• DATA EXTRACT:

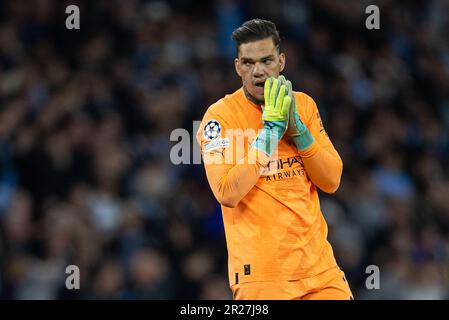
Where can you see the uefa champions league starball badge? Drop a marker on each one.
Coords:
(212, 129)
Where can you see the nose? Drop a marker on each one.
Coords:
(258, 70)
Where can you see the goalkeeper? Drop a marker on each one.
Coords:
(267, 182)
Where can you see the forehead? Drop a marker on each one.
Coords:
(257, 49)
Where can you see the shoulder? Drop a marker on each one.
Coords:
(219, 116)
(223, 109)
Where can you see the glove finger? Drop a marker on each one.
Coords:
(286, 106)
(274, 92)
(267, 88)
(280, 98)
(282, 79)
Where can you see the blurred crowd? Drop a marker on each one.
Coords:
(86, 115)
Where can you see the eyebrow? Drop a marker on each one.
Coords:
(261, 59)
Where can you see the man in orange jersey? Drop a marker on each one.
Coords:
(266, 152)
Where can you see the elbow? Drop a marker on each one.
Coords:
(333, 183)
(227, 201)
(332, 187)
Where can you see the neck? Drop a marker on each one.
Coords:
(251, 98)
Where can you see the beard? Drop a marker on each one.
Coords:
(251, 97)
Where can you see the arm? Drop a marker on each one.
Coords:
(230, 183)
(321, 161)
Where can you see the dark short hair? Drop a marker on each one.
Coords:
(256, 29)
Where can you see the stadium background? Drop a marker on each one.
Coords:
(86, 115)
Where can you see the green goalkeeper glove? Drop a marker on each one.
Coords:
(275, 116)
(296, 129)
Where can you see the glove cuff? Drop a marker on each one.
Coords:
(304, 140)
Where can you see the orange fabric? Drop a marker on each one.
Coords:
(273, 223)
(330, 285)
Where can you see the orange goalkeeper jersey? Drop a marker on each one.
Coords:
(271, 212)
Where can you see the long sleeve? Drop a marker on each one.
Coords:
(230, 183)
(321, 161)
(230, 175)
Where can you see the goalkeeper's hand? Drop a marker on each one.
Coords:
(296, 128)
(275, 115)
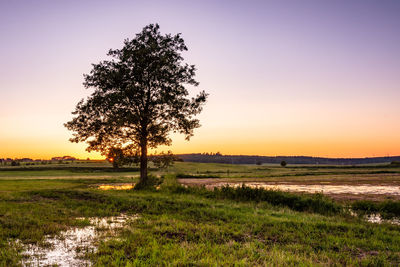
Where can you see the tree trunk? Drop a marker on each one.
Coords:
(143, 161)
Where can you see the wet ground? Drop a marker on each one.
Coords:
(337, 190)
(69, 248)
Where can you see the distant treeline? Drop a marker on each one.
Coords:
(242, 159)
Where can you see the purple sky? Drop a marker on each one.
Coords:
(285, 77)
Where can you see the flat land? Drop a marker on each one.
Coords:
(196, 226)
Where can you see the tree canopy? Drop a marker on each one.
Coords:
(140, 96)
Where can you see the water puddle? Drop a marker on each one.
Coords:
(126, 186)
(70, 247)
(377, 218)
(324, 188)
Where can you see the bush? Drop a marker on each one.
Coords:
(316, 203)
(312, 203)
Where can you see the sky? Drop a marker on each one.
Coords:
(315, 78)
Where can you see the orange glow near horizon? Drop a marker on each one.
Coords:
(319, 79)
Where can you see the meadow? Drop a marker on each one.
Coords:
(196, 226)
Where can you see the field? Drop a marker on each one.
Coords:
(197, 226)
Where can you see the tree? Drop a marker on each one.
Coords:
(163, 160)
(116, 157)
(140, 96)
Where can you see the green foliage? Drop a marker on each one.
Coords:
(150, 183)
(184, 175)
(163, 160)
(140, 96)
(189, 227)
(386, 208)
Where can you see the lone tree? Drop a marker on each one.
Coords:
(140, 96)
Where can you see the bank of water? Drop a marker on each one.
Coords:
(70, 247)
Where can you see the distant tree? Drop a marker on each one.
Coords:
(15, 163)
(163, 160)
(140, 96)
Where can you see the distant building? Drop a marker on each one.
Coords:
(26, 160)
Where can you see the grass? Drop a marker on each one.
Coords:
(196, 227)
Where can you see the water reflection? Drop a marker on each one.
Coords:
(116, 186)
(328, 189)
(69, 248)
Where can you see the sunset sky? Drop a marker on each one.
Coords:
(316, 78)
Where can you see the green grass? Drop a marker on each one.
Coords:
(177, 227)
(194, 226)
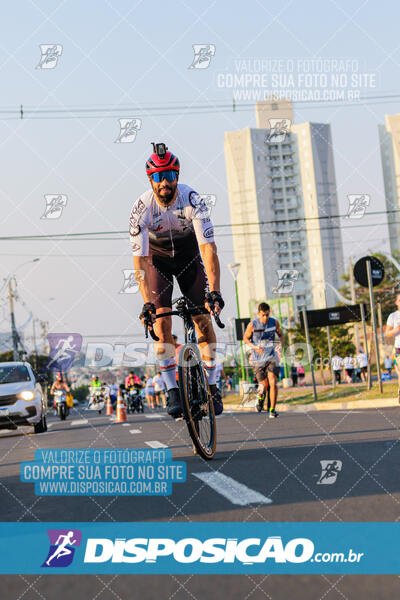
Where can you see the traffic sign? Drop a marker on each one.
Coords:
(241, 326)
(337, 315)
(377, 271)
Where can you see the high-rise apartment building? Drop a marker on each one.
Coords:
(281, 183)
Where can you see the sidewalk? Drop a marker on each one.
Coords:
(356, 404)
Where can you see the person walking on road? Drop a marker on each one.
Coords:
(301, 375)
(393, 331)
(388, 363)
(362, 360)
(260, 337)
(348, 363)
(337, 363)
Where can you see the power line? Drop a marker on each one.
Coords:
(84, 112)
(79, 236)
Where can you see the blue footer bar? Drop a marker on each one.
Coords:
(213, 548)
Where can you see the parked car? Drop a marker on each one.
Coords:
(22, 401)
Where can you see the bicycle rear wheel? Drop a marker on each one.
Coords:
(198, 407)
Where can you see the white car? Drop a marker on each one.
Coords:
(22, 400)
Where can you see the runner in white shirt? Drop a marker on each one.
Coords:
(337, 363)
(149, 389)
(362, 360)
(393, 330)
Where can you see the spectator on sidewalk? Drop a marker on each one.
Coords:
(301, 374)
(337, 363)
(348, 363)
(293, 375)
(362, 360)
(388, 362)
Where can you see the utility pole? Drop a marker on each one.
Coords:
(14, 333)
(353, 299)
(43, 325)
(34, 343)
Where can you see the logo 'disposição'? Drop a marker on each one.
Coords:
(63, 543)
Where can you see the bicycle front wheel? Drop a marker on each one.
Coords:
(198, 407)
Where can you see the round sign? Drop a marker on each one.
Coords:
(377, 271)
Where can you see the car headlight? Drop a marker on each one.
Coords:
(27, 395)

• ACTIVITY: What is needed is every record above, restated word for word, with the pictures left out.

• RESULT FOR THIS EXERCISE:
Where can you see the uefa champions league starball badge? Drop a marker on each one.
Coords:
(212, 129)
Where can you see the nose? Drop a marker on each one.
Coords:
(258, 70)
Where can you see the goalkeeper? Drop a marker on each one.
Coords:
(267, 182)
Where can you see the forehead? Drop a marker on each one.
Coords:
(257, 49)
Where can you see the shoulder? Drop a marker on each one.
Coords:
(219, 116)
(223, 109)
Where can you see the glove finger? Drop a marker on each one.
Coords:
(286, 106)
(274, 92)
(267, 88)
(280, 98)
(282, 79)
Where can you see the blurred crowd? Drop a marker on each one.
Coords:
(86, 115)
Where can you see the eyebrow? Drop a marker on each one.
Coords:
(261, 59)
Where can you see the man in orange jersey? Drop a marker on each one.
Coords:
(266, 152)
Where can you see the elbow? Drop a marker on each one.
Coords:
(333, 183)
(227, 201)
(332, 187)
Where can you see the neck? Drop a marker on each one.
Coords:
(251, 98)
Where can you see the beard? Drop a marker on each one.
Coords:
(251, 97)
Where can you see the arm? Drop a marker on each one.
Coords:
(230, 183)
(321, 161)
Where can you see the dark short hair? Drop a marker on each one.
Coords:
(256, 29)
Where can you see the stadium background? Drop a marker on each one.
Coords:
(86, 115)
Where can you see the green goalkeeper glove? Drop a marker on each one.
Coords:
(275, 116)
(296, 129)
Where can you see the glove cuff? Drop a marker on each one.
Coords:
(304, 140)
Where can you see the orange fabric? Drop a marker on each one.
Coords:
(273, 223)
(330, 285)
Where can you see the orange goalkeeper jersey? Drop a marker on each one.
Coords:
(271, 212)
Where can you see the long sleeve? Drop a marker on each one.
Coords:
(230, 183)
(321, 161)
(230, 175)
Where can you see the goalkeeper's hand? Drop a marker on each one.
Coords:
(296, 128)
(275, 115)
Where can you see the tree trunk? Drop a marker on each one.
Coords:
(143, 161)
Where can you see the wet ground? Drop a marker on each one.
Coords:
(337, 190)
(69, 248)
Where can you see the distant treeline? Drop a marker on each one.
Coords:
(242, 159)
Where can you see the purple sky? Drop a marker on each one.
Coords:
(285, 77)
Where can you see the flat land? Drop a marker on each one.
Coords:
(196, 226)
Where can you see the tree canopy? Drop a marker on each one.
Coords:
(140, 96)
Where can you see the water puddle? Drop a marker on each one.
Coords:
(126, 186)
(70, 247)
(377, 218)
(324, 188)
Where can you see the bush? Drop a marker on each one.
Coords:
(316, 203)
(312, 203)
Where can you see the sky? Drop a marker on each one.
Coords:
(315, 78)
Where can you see the orange glow near horizon? Drop a marker on each one.
Coords:
(319, 79)
Where can you see the meadow? Drop a marker on each one.
Coords:
(196, 226)
Where can you see the field? Drop a marker on each one.
Coords:
(197, 226)
Where can you see the tree? Drop a marker on each one.
Coords:
(163, 160)
(116, 157)
(140, 96)
Where can you see the green foliage? Drop a marker on each one.
Coords:
(150, 183)
(184, 175)
(163, 160)
(140, 96)
(189, 227)
(386, 208)
Where can you see the lone tree? Drop a marker on each one.
Coords:
(140, 96)
Where can you see the bank of water? Drop a marker on each one.
Coords:
(70, 247)
Where can you see the distant tree? Drop a marker on each one.
Coords:
(15, 163)
(163, 160)
(140, 96)
Where can you see the distant building? Drop a marker on each one.
Coords:
(26, 160)
Where can you see the grass? Drop a marker on each one.
Coords:
(196, 227)
Where can you see the water reflection? Drop a marker on each one.
Coords:
(116, 186)
(328, 189)
(69, 248)
Where can you see the sunset sky? Drop a marker on each one.
Coords:
(316, 78)
Where can you see the green grass? Drop a marker on each one.
Coords:
(177, 227)
(194, 226)
Where can you see the traffic sign? Drop a marker on each one.
Coords:
(241, 326)
(337, 315)
(377, 271)
Where can you see the high-rise apartment building? Drop a marker on each one.
Coords:
(281, 183)
Where can you see the sidewalk? Drop a marker on each one.
Coords:
(356, 404)
Where can you see the person walking on road? Drop a marker on each one.
Coords:
(301, 375)
(393, 331)
(388, 363)
(362, 360)
(260, 337)
(348, 363)
(337, 363)
Where can you see the power line? Drop a marker on each one.
Coords:
(84, 112)
(79, 236)
Where can you see the blue footer bar? Drop a marker on each one.
Coords:
(213, 548)
Where can you see the parked car? Drop a marker on each one.
Coords:
(22, 401)
Where can you see the bicycle rear wheel? Drop a marker on each one.
Coords:
(198, 407)
Where can you see the white car? Drop a marker on each one.
Coords:
(22, 400)
Where can you see the runner in white shirt? Drop a marker on each one.
Coords:
(337, 363)
(149, 389)
(362, 360)
(393, 330)
Where can you see the spectator on sidewalk? Drop a marker on each one.
Coords:
(301, 374)
(337, 363)
(348, 363)
(293, 375)
(362, 360)
(388, 362)
Where can you see the utility pole? Drop a marker on each one.
Coords:
(14, 333)
(353, 299)
(43, 325)
(34, 343)
Where can you see the logo 'disposição'? Drop a marker on each one.
Coords:
(63, 543)
Where can you see the bicycle front wheel? Drop a marker on each one.
Coords:
(198, 407)
Where can you see the round sign? Drop a marker on each one.
Coords:
(377, 271)
Where can you see the car headlight? Drop a marker on each one.
Coords:
(27, 395)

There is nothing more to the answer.